# Given exercise
In the bankruptcy opinion below, why did the clerk not send Prestige Stone notice of the case, the meeting of creditors, and the claim bar date? Answer in one to three sentences.

# Selected excerpt
════════════════════

From Casetext: Smarter Legal Research

In re Nealey

United States Bankruptcy Court, E.D. Virginia, Alexandria Division
Apr 19, 2011
Case No. 10-10606-SSM (Bankr. E.D. Va. Apr. 19, 2011)

Summary

finding that neither the excusable neglect standard nor an extension of the bar date applies in chapter 13

Summary of this case from In re Anthony

Opinion

Case No. 10-10606-SSM.

April 19, 2011


MEMORANDUM OPINION


Before the court is the objection of Thomas P. Gorman, the standing chapter 13 trustee, to confirmation of a modified plan filed by the debtors on January 19, 2011. The issues are, first, whether the plan may properly provide for 100% payment of a criminal restitution claim while paying other unsecured creditors zero cents on the dollar; and second, whether the trustee may pay such a claim in the absence of a timely-filed proof of claim by or on behalf of the creditor entitled to the restitution. A hearing was held on February 23, 2011, at which the court heard the contentions of the parties and took the issues under advisement. For the reasons stated, confirmation will be denied.

Background

David L. Nealy and Heidi M. Nealey are husband and wife. He is a self-employed mason; she is a nurse. They filed a joint voluntary petition in this court on January 27, 2010, for adjustment of their debts under chapter 13 of the Bankruptcy Code. On their schedules, they listed $189,232 in general unsecured debts, of which $126,550 consisted of federal income tax liabilities more than three years old. They also listed $16,009 in priority wage and tax debts. Among the general unsecured creditors was Prestige Stone, which was listed as being owed $2,185 for stone supplies.

After the trustee objected to their proposed repayment plan, the debtors filed an amended plan which was confirmed on May 11, 2010. Under the confirmed plan, they are to pay the chapter 13 trustee $854 a month for 17 months, then $1,282 a month for 25 months, then $2,169 a month for 18 months, for a total of $85,626. After payment of the trustee's statutory commission, fees to the debtors' lawyer, priority tax and wage claims, and arrears on secured claims, the projected dividend on unsecured claims is 1 cent on the dollar.

The bar date for non-governmental creditors to file proofs of claim was June 1, 2010. Because Prestige Stone was not listed on the initial creditor list ("mailing matrix") filed by the debtors, it was not sent notice by the clerk of the commencement of the case, the meeting of creditors, and the claim bar date. Prestige Stone did not file a proof of claim, but on July 4, 2010, the debtors filed a proof of claim on its behalf in the amount of $2,185. Excluding the Prestige Stone and eight other late-filed claims, the filed priority claims total $20,707, and the general unsecured claims total $202,478.

════════════════════

# Listed records
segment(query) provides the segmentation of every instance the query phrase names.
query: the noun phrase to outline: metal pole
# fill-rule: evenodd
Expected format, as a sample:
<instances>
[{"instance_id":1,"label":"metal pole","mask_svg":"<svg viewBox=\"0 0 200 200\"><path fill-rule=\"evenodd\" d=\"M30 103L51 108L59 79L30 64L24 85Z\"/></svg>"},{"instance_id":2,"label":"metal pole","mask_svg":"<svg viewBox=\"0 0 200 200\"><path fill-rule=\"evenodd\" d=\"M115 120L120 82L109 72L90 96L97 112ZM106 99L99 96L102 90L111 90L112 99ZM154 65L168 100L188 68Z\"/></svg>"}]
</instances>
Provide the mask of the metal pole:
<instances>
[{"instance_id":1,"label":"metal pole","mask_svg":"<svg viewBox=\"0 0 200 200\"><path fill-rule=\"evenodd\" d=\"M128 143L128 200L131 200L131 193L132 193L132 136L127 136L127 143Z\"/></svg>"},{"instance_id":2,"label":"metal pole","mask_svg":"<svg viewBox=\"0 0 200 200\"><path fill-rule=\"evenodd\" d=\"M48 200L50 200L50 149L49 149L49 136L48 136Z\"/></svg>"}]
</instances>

════════════════════

# Result for this exercise
The debtors left Prestige Stone off the initial creditor list (the "mailing matrix") they filed. Because it wasn't on that list, the clerk didn't send it notice of the case's commencement, the meeting of creditors, or the claim bar date.